» Secção do documento
%%
“O direito à livre associação constitui uma garantia básica de realização pessoal dos indivíduos na vida em sociedade. O Estado de Direito, respeitador da pessoa, não pode impor limites à livre constituição de associações, senão os que forem direta e necessariamente exigidos pela salvaguarda de interesses superiores e gerais da comunidade política.” Trata-se do texto que introduz o Decreto-Lei nº 594/74, de 7 de Novembro, assinado pelo Presidente Costa Gomes. A revolução de abril tateava tenuemente ainda e verte-se em lei esta intuição antropológica que sintetizadamente declara que ‘juntos vamos mais longe’.
A realidade do associativismo é fértil no concelho de Penacova. Olhemos os números de associações, listadas nas páginas de Internet das respetivas freguesias: 21 associações em Penacova, 18 em S. Pedro de Alva e S. Paio de Mondego, 15 em Friúmes e Paradela, 15 em Lorvão, 13 em Figueira de Lorvão, 7 em Sazes e 7 em Travanca e Oliveira.[1] Destas, destacamos, de acordo com a página da Câmara Municipal, 15 associações jovens e 18 desportivas. Trata-se de uma mole imensa, que movimenta direta e indiretamente um incontável número de pessoas e representa o pulsar da sociedade civil organizada.
Um repensamento do território talvez implicasse redesenhar este mosaico associativo. A multiplicação dos mesmos objetivos, por exemplo, enfraquece todos e cada um. Um espaço com esta densidade geográfica e populacional não terá capacidade para dispersar energias por fins semelhantes, porque não terá mão-de-obra, público, massa crítica… Frequentemente, as Associações configuram-se numa narrativa de bairrismo competitivo e mimético. A vitalidade e a validade ficam substancialmente limitadas. Arbitrar, sugerir, propor estratégias e caminhos amplos será uma tarefa incontornável do Poder Local, na senda do incremento de dinamismo a uma comunidade que precisa mais de vida que de estruturas. Enquanto isso não acontecer, o território cresce, como a floresta, numa espécie de espontaneidade desordenada. Não se trata de impor caminhos ou coartar autonomias, mas de estruturar um projeto de comunitário com visão de futuro.
Um outro ângulo de abordagem do associativismo pode centrar-se na ‘criação de escala’, onde cada associação pode amplificar a sua dinâmica, dar horizonte aos seus projetos, intensificar a sua reivindicação, partilhando perspetivas e criando sinergias humanas e materiais. Esta plataforma associativa pode ser um fórum de exercitação do diálogo e um laboratório de cidadania. O medo de perder protagonismo tem de ser menor que a consciência da riqueza de contacto com a diferença e da complementaridade que daí inevitavelmente nasce. A morte de alguns projetos e o abdicar de outros seriam consequências dolorosas, mas assumidas numa lógica de conjunto e em função do bem maior de todos. Peneirar o que possa estar a mais é um caminho privilegiado para prosseguir para uma comunidade mais dinâmica e adaptada à cultura que somos, fazemos e vivemos.
%%
» Extrato de dados
%%
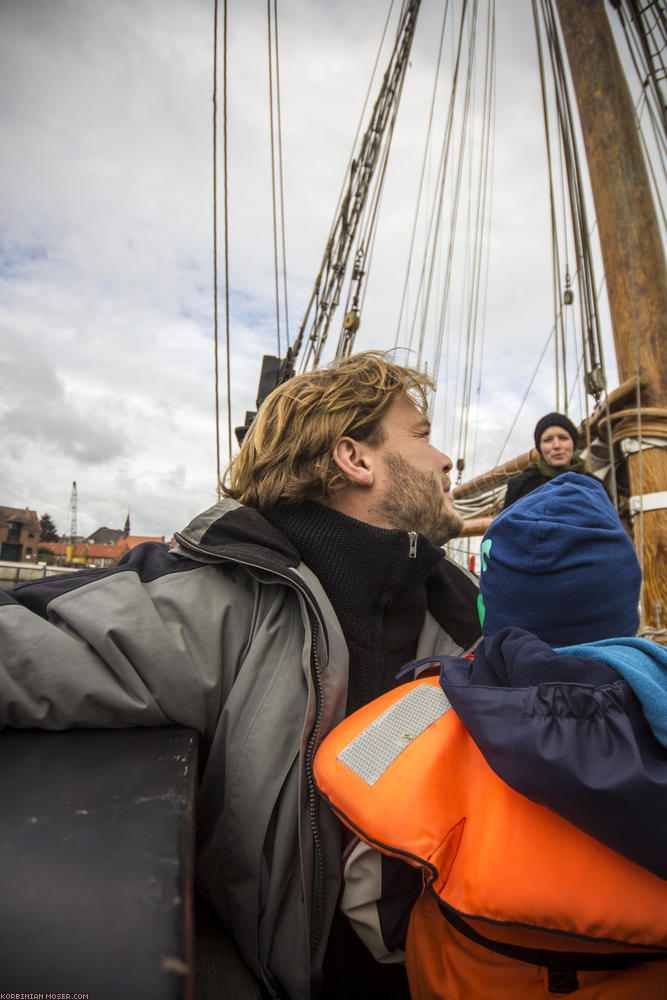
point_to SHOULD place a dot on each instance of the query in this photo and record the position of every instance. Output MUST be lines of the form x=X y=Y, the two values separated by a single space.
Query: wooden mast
x=634 y=263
%%
» Ações necessárias
1. No texto sobre o associativismo em Penacova, quem assinou o Decreto-Lei nº 594/74?
2. Traduza para inglês esta frase do texto sobre o associativismo em Penacova: «A multiplicação dos mesmos objetivos, por exemplo, enfraquece todos e cada um.»
3. Prolongue o texto sobre o associativismo em Penacova, começando logo depois da última frase.
O material não tem qualquer papel no que se pede.

» Respostas por tarefa
1. O Presidente Costa Gomes.

2. The multiplication of the same goals, for example, weakens each and every one.

3.
A formação de dirigentes tem de ser uma aposta a intensificar nos tempos de exigência que experimentamos. O trabalho voluntário é uma riqueza imperdível, mas o simples bom voluntarismo não responde cabalmente aos questionamentos contemporâneos. Burocratizar de modo asfixiante matará muita criatividade, mas o simples experimentalismo hipotecará muito futuro. A formação, neste caso, não poderá ser um academismo exaustivo, que desencarne o associativismo da realidade circunstante. Mas poderá e deverá ser uma teoria-prática que ofereça um mínimo de ‘profissionalismo’ aos projetos e lhes garanta futuro. Uma associação que não se questionar, avaliar, rever e ajustar consequentemente dificilmente sobreviverá. E as lideranças habituais, as mais arrastadas no tempo, ancoradas na ‘navegação à vista’, no empirismo, na tradição, não costumam congregar a energia necessária para fazer perdurar estes percursos e operar as mudanças que as alterações culturais paradigmáticas acabam por impor.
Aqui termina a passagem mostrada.